_Requirement_
Put all of the material below into a two-column CSV headed request and outline, with one row per request. Each row holds that request's text and its answer, each in a single quoted field with line breaks replaced by spaces. Omit the pictures.

start

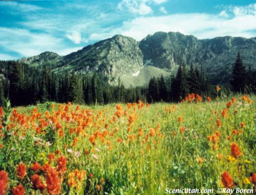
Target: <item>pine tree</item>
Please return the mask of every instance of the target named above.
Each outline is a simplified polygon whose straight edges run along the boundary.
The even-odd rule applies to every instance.
[[[188,78],[188,84],[189,86],[189,92],[190,93],[199,93],[200,83],[197,73],[198,71],[195,70],[192,64],[190,65]]]
[[[9,97],[13,106],[21,105],[21,89],[20,83],[21,82],[20,68],[18,62],[10,62],[9,66],[12,66],[12,70],[9,77],[10,80]]]
[[[4,94],[2,80],[0,79],[0,106],[4,105]]]
[[[255,81],[254,72],[252,69],[252,66],[250,65],[248,68],[247,72],[247,79],[246,85],[249,88],[250,92],[255,92]]]
[[[97,104],[97,76],[94,74],[92,79],[92,96],[93,101],[95,104]]]
[[[246,85],[246,71],[239,52],[233,66],[232,79],[230,84],[235,92],[244,92]]]
[[[91,82],[90,81],[90,79],[88,78],[87,78],[85,79],[86,87],[85,90],[84,90],[84,100],[85,103],[86,104],[91,104],[93,103],[93,97],[92,93],[92,86],[91,85]]]
[[[159,98],[160,100],[166,101],[168,100],[168,93],[163,75],[158,80]]]
[[[158,81],[153,77],[148,84],[149,101],[158,102],[159,100],[159,89]]]
[[[172,96],[175,101],[181,100],[189,92],[188,73],[185,66],[179,65],[172,86]]]

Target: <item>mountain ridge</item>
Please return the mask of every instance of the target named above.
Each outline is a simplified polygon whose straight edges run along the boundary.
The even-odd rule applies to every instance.
[[[141,85],[149,80],[150,78],[143,75],[144,81],[135,84],[132,80],[133,77],[135,80],[142,80],[138,79],[140,72],[138,76],[133,75],[145,66],[157,69],[154,69],[153,72],[149,72],[149,77],[155,76],[154,72],[164,71],[169,75],[175,72],[179,64],[192,63],[196,66],[202,65],[212,82],[222,83],[227,82],[230,68],[238,51],[245,64],[255,69],[256,37],[225,36],[199,39],[191,35],[172,32],[157,32],[139,41],[116,35],[66,56],[45,52],[19,61],[35,66],[50,65],[56,72],[68,70],[83,74],[100,73],[109,77],[114,84],[120,78],[126,86]],[[148,70],[144,72],[148,72]],[[221,77],[224,73],[227,77]]]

end

_Written answer_
request,outline
"Target: <item>pine tree</item> Please return the mask of every instance of the target named above. Each outline is a simplified polygon whose straight edges run along the boundary. The even-odd rule applies to every instance.","[[[188,78],[188,84],[189,86],[189,92],[190,93],[199,93],[200,83],[197,73],[198,71],[195,70],[192,64],[190,65]]] [[[9,97],[13,106],[21,105],[21,89],[20,83],[21,82],[20,68],[18,62],[10,62],[9,66],[12,66],[12,70],[9,77],[10,80]]] [[[4,94],[2,80],[0,79],[0,106],[4,105]]] [[[255,81],[254,72],[252,69],[252,66],[250,65],[248,68],[247,72],[247,79],[246,85],[249,88],[250,92],[255,92]]] [[[97,104],[97,76],[94,74],[92,79],[92,96],[93,101],[95,104]]] [[[246,85],[246,71],[239,52],[233,66],[232,79],[230,84],[235,92],[244,92]]] [[[91,82],[90,81],[90,79],[88,78],[87,78],[85,79],[86,87],[85,90],[84,90],[84,100],[85,103],[86,104],[91,104],[93,103],[93,97],[92,93],[92,86],[91,85]]] [[[159,98],[160,100],[166,101],[168,100],[168,93],[163,75],[158,80]]] [[[158,81],[153,77],[148,84],[149,101],[158,102],[159,100],[159,89]]] [[[172,96],[175,101],[181,100],[189,92],[188,73],[185,66],[179,65],[172,86]]]"
"Target: <item>mountain ridge</item> Please return the mask of every instance of the target named above. Each outline is a simplified polygon whose straight edges run along the boundary. The even-odd rule applies to every instance.","[[[141,85],[149,80],[150,78],[143,75],[144,81],[135,84],[132,80],[133,77],[135,80],[142,80],[138,79],[140,72],[138,76],[133,75],[145,66],[157,69],[154,69],[153,72],[149,72],[149,77],[155,76],[154,72],[164,71],[169,75],[175,72],[179,64],[192,63],[196,66],[202,65],[212,82],[222,83],[227,82],[230,68],[238,51],[245,64],[255,69],[256,37],[225,36],[199,39],[191,35],[172,32],[157,32],[139,41],[116,35],[66,56],[45,52],[19,61],[35,66],[50,65],[56,72],[68,70],[83,74],[100,73],[109,77],[114,84],[120,78],[126,86]],[[148,70],[144,72],[148,72]],[[221,77],[224,73],[227,77]]]"